• _WHAT THIS TASK INVOLVES_: Set the listing down once more, exactly as given.

• _RECORDS SHOWN_:
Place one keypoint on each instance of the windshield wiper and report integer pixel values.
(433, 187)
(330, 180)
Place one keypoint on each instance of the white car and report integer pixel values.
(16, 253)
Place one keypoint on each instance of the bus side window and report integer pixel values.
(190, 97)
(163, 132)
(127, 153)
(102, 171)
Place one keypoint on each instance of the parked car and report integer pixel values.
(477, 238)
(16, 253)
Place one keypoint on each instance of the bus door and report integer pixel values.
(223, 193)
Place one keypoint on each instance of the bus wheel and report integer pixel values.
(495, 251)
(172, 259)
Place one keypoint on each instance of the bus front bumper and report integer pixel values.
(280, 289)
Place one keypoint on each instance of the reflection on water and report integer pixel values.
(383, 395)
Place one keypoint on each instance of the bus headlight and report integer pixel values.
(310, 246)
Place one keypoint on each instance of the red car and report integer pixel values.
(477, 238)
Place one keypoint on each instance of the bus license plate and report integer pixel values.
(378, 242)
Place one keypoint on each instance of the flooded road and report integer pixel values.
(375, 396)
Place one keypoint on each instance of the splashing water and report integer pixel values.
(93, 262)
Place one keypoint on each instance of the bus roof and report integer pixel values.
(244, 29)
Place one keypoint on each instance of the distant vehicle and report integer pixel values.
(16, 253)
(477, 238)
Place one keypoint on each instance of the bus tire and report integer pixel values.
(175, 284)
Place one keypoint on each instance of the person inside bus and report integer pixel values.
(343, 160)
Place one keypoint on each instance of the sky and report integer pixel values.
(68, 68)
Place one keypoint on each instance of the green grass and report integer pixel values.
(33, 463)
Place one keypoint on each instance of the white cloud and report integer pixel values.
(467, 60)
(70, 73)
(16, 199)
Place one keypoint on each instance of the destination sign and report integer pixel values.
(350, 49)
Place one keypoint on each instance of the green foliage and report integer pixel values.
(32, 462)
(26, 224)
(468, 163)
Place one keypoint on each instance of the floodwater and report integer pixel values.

• _RESULT FOR THIS TASK_:
Place one keypoint on each instance of the windshield wiper and report integer pixel values.
(433, 187)
(330, 180)
Place one keypoint on each instance of the white car and report integer pixel values.
(16, 253)
Place one keypoint on each instance of the bus side window and report integer pixel values.
(190, 97)
(163, 132)
(127, 153)
(102, 171)
Place one keypoint on each instance of the parked car and report integer pixel values.
(477, 238)
(16, 253)
Place one keypoint on each instance of the bus door and report integer pixel values.
(223, 193)
Place one keypoint on each instance of the bus wheel and report integer pixel values.
(495, 251)
(172, 259)
Place one keypoint on each instance of the bus front bumper and report integer pixel values.
(280, 289)
Place one keypoint on each instance of the reflection on water and report integer pixel values.
(383, 395)
Place one keypoint on each instance of the bus headlight and report integer pixel values.
(310, 246)
Place one keypoint on each instance of the red car and report integer pixel values.
(477, 238)
Place one keypoint on each instance of the bus license plate and report integer pixel values.
(378, 242)
Place one keypoint on each instance of the flooded road and report integer pixel values.
(375, 396)
Place one keypoint on each instance of the splashing water and report integer pixel values.
(93, 262)
Place one keypoint on each instance of the bus roof and report integer pixel values.
(244, 29)
Place one keypoint on each instance of the distant vehicle and report integer pixel values.
(16, 253)
(477, 238)
Place one keypoint on each instance of the bus tire and report integer pixel values.
(175, 284)
Place one keypoint on each instance of the person inside bus and report integer pixel values.
(343, 160)
Place one keypoint on each instance of the sky and report integer pixel values.
(68, 68)
Place one keypoint on each instance of the green grass and report integer pixel values.
(33, 463)
Place one keypoint on each instance of the white cloud and report integer pixel values.
(467, 60)
(70, 73)
(16, 199)
Place one keypoint on each instance of the destination sign and report integer pixel values.
(350, 49)
Place one keypoint on each instance of the green foliage and report integer pixel values.
(32, 462)
(26, 224)
(468, 163)
Place one keypoint on each instance of the floodwater and report integer pixel values.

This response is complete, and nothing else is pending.